── Texte extrait
L’enjeu de la première partie est de montrer que le mouvement de la psychothérapie institutionnelle avait déjà saisi le quotidien et le chez-soi comme deux coordonnées fondamentales mais imminemment complexes dans la structuration de l’existence humaine. Pour défendre cette hypothèse, je mobilise le travail de Bruce Bégout qui redéfinit le concept de quotidien en termes de processus de quotidianisation, c’est-à-dire en termes de processus de familiarisation de l’étrangeté. Je convoque ensuite les travaux d’Emanuele Coccia afin d’envisager la notion de chez-soi et de redéfinir l’habiter en termes d’inscription et de participation à différents réseaux de forces. Les travaux de Bruce Bégout et d’Emanuele Coccia montrent ensemble la complexité du quotidien et du chez-soi.
L’objectif de la deuxième partie de la thèse est de souligner l’existence d’un travail de soin minimal inhérent à l’existence, que je propose d’appeler « pré-care ». À partir du livre Interstices. Écriture au bout du fil en temps de confinement (MaelströmREévolution, 2021) qui rassemble des textes écrits entre mars et juin 2020 par les Indigestes à l’occasion d’ateliers téléphoniques, j’examine des gestes du quotidien qui ont été entravés ou remis en question pendant le confinement. Les six gestes sélectionnés dans les textes des Indigestes sont les suivants : sortir de son lit, aller aux toilettes, se laver, s’habiller, manger et sortir de chez soi. Discuter et examiner attentivement ces gestes est une manière de rappeler que la matérialité du corps est la première chose à maintenir dans l’existence, la première chose aussi avec laquelle nous avons à négocier et cohabiter.
À travers la description des activités qui rythment le quotidien de L’Appétit des Indigestes (de ses ateliers d’écriture à ses ateliers de ménage du Pianocktail), la troisième partie met en évidence le travail de maintenance et de continuité qui caractérise cette fois le quotidien de la troupe. Je souhaite dès lors faire l’hypothèse, plus large, d’un pré-care au niveau institutionnel. Je mobilise dans ce cadre le travail de Jérôme Denis, David Pontille et, avant eux, Mierle Laderman Ukeles, autour de la notion de maintenance et du soin des choses, pour opérer ce que les premiers appellent un « transfert attentionnel », c’est-à-dire un transfert de l’attention vers le travail et les gestes de maintenance qui soutiennent matériellement notre existence. Au terme de cette troisième et dernière partie, je pose la question de l’attention que les institutions portent ou non aux conditions d’existence et d’exercice qu’elles offrent aux personnes qui sont prises en leur sein. En dernier ressort, je pose la question du travail assumé par les institutions pour veiller à leur salubrité institutionnelle, c’est-à-dire à leur caractère vivable ou non.
Enfin, il est à noter que chaque chapitre de la thèse fait l’objet de discussions avec les Indigestes. L’idée de ces dialogues vient de la volonté d’intégrer les voix et les expériences des Indigestes et, simultanément, de mettre mes hypothèses à l’épreuve.
────
▸ **Consigne**:
Répondez aux questions suivantes d'après l'extrait :
1. Quel auteur redéfinit le concept de quotidien en termes de processus de quotidianisation ?
2. Quels sont les six gestes sélectionnés dans les textes des Indigestes ?
3. Quelle expression désigne, dans la troisième partie, le transfert de l'attention vers le travail et les gestes de maintenance ?
── Données disponibles
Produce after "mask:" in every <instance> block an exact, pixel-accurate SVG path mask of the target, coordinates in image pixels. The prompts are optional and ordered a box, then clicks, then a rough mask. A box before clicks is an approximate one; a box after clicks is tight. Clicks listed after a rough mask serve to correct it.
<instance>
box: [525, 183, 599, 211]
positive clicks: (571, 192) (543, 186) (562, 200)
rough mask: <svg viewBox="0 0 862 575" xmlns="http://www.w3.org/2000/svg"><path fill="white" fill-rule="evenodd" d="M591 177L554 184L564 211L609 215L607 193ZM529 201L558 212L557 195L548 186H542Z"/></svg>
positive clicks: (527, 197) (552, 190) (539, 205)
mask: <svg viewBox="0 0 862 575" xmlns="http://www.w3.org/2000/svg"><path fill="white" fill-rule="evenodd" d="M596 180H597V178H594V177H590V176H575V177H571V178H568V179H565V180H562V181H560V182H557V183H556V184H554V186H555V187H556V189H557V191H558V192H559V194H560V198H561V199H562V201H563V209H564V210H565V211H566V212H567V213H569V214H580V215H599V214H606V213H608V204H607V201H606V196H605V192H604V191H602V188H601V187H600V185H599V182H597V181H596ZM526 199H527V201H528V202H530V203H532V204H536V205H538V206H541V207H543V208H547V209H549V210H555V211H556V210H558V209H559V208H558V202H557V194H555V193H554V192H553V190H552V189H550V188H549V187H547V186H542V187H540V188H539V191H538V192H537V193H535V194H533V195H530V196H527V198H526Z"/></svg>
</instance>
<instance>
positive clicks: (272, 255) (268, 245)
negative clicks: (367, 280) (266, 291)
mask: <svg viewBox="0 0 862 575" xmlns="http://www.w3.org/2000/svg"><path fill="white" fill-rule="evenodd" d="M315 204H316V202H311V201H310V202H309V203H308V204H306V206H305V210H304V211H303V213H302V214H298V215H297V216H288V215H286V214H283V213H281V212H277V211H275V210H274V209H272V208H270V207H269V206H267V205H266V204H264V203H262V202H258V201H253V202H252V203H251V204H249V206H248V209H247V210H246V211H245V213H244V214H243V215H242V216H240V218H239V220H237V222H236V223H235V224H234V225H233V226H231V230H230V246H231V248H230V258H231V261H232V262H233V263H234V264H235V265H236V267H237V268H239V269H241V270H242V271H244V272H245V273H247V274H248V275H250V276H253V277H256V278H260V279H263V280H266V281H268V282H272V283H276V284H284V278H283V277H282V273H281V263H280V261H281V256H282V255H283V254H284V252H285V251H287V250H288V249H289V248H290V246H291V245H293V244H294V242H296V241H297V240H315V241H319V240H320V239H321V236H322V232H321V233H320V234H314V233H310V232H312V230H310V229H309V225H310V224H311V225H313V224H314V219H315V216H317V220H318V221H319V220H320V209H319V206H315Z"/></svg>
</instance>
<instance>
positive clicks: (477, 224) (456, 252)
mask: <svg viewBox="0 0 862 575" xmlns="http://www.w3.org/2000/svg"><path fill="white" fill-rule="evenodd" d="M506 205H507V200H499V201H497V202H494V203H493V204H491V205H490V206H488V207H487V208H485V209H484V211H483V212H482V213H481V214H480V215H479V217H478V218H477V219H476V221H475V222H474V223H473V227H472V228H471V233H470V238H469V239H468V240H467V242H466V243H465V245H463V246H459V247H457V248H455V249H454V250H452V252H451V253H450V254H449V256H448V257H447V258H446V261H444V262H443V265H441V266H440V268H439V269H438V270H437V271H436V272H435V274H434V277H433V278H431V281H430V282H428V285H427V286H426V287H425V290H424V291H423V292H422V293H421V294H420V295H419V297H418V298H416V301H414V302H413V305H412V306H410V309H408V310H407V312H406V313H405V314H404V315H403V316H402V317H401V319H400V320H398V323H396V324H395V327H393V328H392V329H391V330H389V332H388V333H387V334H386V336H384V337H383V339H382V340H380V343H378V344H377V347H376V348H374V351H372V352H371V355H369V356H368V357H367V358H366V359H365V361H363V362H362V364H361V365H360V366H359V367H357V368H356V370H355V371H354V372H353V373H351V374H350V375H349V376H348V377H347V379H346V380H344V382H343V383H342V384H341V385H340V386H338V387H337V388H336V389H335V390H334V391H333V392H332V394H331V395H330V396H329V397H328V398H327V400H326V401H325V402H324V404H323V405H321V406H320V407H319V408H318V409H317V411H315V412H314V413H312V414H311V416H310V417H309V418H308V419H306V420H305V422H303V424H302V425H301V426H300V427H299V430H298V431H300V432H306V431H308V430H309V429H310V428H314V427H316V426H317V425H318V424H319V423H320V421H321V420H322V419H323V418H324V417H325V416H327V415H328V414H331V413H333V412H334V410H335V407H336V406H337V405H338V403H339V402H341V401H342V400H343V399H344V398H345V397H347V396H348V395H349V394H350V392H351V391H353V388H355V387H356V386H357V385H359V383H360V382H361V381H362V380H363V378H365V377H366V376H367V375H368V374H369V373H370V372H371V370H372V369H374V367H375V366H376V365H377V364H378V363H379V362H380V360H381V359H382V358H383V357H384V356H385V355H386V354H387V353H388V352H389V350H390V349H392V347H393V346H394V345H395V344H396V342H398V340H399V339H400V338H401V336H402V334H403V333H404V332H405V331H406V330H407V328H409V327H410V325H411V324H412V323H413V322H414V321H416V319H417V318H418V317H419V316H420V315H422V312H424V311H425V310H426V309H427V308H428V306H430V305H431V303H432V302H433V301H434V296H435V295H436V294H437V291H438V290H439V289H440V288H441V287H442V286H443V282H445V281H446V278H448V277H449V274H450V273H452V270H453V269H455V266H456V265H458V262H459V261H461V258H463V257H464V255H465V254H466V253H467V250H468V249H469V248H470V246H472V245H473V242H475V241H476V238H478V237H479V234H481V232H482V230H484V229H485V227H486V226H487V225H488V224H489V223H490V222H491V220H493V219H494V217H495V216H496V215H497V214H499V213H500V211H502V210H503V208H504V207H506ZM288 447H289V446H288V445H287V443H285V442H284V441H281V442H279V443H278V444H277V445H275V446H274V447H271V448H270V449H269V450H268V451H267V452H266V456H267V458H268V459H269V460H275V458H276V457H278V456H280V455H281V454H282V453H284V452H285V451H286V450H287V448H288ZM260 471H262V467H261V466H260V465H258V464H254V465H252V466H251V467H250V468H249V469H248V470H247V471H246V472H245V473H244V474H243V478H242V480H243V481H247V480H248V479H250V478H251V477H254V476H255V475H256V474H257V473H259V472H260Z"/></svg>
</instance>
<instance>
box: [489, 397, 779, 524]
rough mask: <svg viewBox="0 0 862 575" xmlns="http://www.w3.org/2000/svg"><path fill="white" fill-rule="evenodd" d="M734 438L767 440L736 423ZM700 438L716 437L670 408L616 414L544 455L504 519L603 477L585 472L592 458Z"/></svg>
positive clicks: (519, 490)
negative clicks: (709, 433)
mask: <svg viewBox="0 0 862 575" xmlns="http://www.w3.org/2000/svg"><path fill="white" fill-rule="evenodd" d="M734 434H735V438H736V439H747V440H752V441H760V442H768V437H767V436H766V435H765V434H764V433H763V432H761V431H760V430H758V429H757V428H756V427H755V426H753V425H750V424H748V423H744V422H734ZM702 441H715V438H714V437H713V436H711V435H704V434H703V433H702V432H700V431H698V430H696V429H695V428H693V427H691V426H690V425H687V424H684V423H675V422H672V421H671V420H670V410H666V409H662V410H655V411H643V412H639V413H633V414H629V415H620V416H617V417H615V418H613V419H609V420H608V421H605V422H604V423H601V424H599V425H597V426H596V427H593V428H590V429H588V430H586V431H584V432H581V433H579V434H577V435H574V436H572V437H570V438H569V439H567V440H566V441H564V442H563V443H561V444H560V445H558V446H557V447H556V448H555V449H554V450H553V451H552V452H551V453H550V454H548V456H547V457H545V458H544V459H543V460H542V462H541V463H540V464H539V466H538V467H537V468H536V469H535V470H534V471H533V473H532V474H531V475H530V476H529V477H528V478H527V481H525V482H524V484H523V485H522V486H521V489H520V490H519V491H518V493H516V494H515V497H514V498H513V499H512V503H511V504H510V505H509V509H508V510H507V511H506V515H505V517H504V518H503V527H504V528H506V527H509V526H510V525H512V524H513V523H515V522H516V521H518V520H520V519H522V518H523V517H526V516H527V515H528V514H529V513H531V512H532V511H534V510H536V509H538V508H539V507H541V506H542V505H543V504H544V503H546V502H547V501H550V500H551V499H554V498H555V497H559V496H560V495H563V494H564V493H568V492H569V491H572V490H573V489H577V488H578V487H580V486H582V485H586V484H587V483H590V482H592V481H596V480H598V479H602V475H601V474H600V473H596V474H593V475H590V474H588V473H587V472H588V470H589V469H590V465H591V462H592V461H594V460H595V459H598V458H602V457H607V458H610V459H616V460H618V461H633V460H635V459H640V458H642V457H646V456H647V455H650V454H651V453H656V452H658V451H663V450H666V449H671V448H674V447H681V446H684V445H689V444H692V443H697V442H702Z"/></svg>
────
▸ **Réponse attendue**:
1. Bruce Bégout.
2. Sortir de son lit, aller aux toilettes, se laver, s'habiller, manger et sortir de chez soi.
3. Un « transfert attentionnel ».